TUGAS 1: Tulis ulang paragraf yang diawali "Pemilihan gubernur DKI Jakarta" dalam teks tentang Pilkada DKI 2017 menjadi daftar butir singkat yang tetap memuat fakta utamanya.

POTONGAN TEKS:
Sejumlah partai politik (parpol) sepertinya sudah menyiapkan sejumlah jagoannya untuk ikut bertarung di pemilihan gubernur DKI Jakarta 2017 mendatang. Akan tetapi, hingga saat ini belum ada parpol yang secara resmi mengumumkan nama calon gubernur (cagub) yang akan mereka usung.
Pemilihan gubernur DKI Jakarta, akan berlangsung Februari 2017 mendatang. Dengan rentang waktu yang tersisa, seharusnya, parpol seharusnya sudah mengumumkan calon yang akan mereka usung saat ini, untuk memberi kesempatan bagi masyarakat untuk menimang kelebihan dan kekurangan para calon. “Kita tidak ingin muncul calon tunggal," ujar pengamat politik dari Lembaga Ilmu Pengetahuan Indonesia (LIPI) Siti Zuhro kepada politikindonesia.com di Gedung DPR RI, Jakarta, akhir pekan lalu.
Dijelaskan, warga Jakarta saat ini sedang menanti calon pemimpin yang memiliki komitmen, yang benar-benar mau memperbaiki Jakarta.
Siti menilai, saat ini adalah momentum yang tepat bagi Parpol untuk menghadirkan calon. Tak perlu menunggu waktu 2 atau 3 bulan sebelum pencoblosan.
"Seharusnya, setahun itu para calon sudah berniat untuk jadi gubernur dan siap memajukan Jakarta. Sebab, masyarakat membutuhkan calom yang bersungguh-sungguh. Bukan calon yang hanya mampu mengobral janji manis untuk Jakarta dan masyarakatnya," papar perempuan yang akrab disapa Wiwik ini.
Kepada Elva Setyaningrum, Alumnus Curtin University, Perth, Australia menjelaskan kesiapan menjelang Pilkada DKI 2017 mendatang. Pakar otonomi daerah ini membeberkan alasan Pilkada DKI masih sepi. Peneliti bidang politik ini tidak membantah adanya dugaan transaksional pada parpol yang belum memunculkan calonnya. Perempuan kelahiran Blitar, Jawa Timur, 7 November 1968 ini mengungkapkan peta pertarungan politik dalam Pilkada DKI 2017 mendatang. Berikut wawancaranya.
Seperti apa kesiapan Parpol jelang Pilkada DKI 2017 mendatang?

TUGAS 2: Sajikan baris data mulai dari baris yang memuat "Isolate single-story house." sampai baris yang memuat "xmin=368 ymin=215 xmax=511 ymax=257" sebagai tabel Markdown. Gunakan kolom "No" untuk nomor urut dan kolom "Baris data" untuk isi barisnya.

DATA TERCATAT:
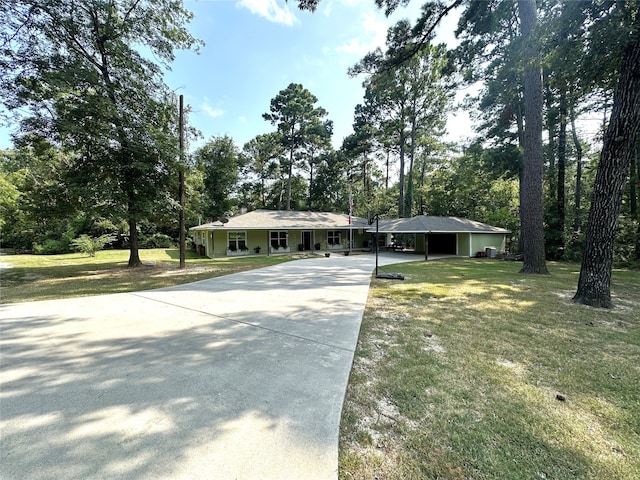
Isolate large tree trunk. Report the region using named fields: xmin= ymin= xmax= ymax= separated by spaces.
xmin=287 ymin=147 xmax=293 ymax=210
xmin=128 ymin=202 xmax=142 ymax=267
xmin=518 ymin=0 xmax=548 ymax=274
xmin=556 ymin=89 xmax=568 ymax=258
xmin=570 ymin=106 xmax=582 ymax=240
xmin=573 ymin=36 xmax=640 ymax=308
xmin=398 ymin=127 xmax=405 ymax=218
xmin=632 ymin=141 xmax=640 ymax=260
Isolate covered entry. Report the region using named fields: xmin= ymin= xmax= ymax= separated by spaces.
xmin=367 ymin=215 xmax=511 ymax=257
xmin=427 ymin=233 xmax=458 ymax=255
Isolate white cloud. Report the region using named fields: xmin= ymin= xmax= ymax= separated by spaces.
xmin=336 ymin=11 xmax=388 ymax=55
xmin=236 ymin=0 xmax=297 ymax=25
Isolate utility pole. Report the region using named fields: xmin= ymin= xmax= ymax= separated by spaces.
xmin=178 ymin=95 xmax=186 ymax=268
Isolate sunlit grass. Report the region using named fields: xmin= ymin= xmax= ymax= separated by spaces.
xmin=340 ymin=259 xmax=640 ymax=480
xmin=0 ymin=249 xmax=300 ymax=303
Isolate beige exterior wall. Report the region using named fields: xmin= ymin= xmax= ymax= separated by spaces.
xmin=193 ymin=229 xmax=370 ymax=258
xmin=467 ymin=233 xmax=507 ymax=256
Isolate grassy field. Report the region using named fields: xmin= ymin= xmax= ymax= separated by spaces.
xmin=339 ymin=259 xmax=640 ymax=480
xmin=0 ymin=248 xmax=300 ymax=303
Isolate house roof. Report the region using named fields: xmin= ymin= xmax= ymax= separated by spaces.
xmin=367 ymin=215 xmax=511 ymax=234
xmin=189 ymin=210 xmax=369 ymax=230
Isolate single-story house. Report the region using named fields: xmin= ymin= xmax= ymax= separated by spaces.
xmin=189 ymin=210 xmax=371 ymax=258
xmin=368 ymin=215 xmax=511 ymax=257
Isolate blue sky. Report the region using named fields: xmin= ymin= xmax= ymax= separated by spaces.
xmin=0 ymin=0 xmax=471 ymax=149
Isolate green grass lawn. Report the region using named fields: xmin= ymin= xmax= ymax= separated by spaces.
xmin=0 ymin=248 xmax=300 ymax=303
xmin=339 ymin=259 xmax=640 ymax=480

JAWABAN 1:
- Pemilihan gubernur DKI Jakarta berlangsung pada Februari 2017.
- Dengan sisa waktu yang ada, parpol semestinya sudah mengumumkan calon yang diusung sekarang agar masyarakat bisa menimbang kelebihan dan kekurangan para calon.
- Pengamat politik LIPI, Siti Zuhro, mengatakan bahwa pihaknya tidak ingin muncul calon tunggal.
- Pernyataan itu disampaikan kepada politikindonesia.com di Gedung DPR RI, Jakarta, akhir pekan lalu.

JAWABAN 2:
| No | Baris data |
|---|---|
| 1 | Isolate single-story house. Report the region using named fields: xmin= ymin= xmax= ymax= separated by spaces. |
| 2 | xmin=189 ymin=210 xmax=371 ymax=258 |
| 3 | xmin=368 ymin=215 xmax=511 ymax=257 |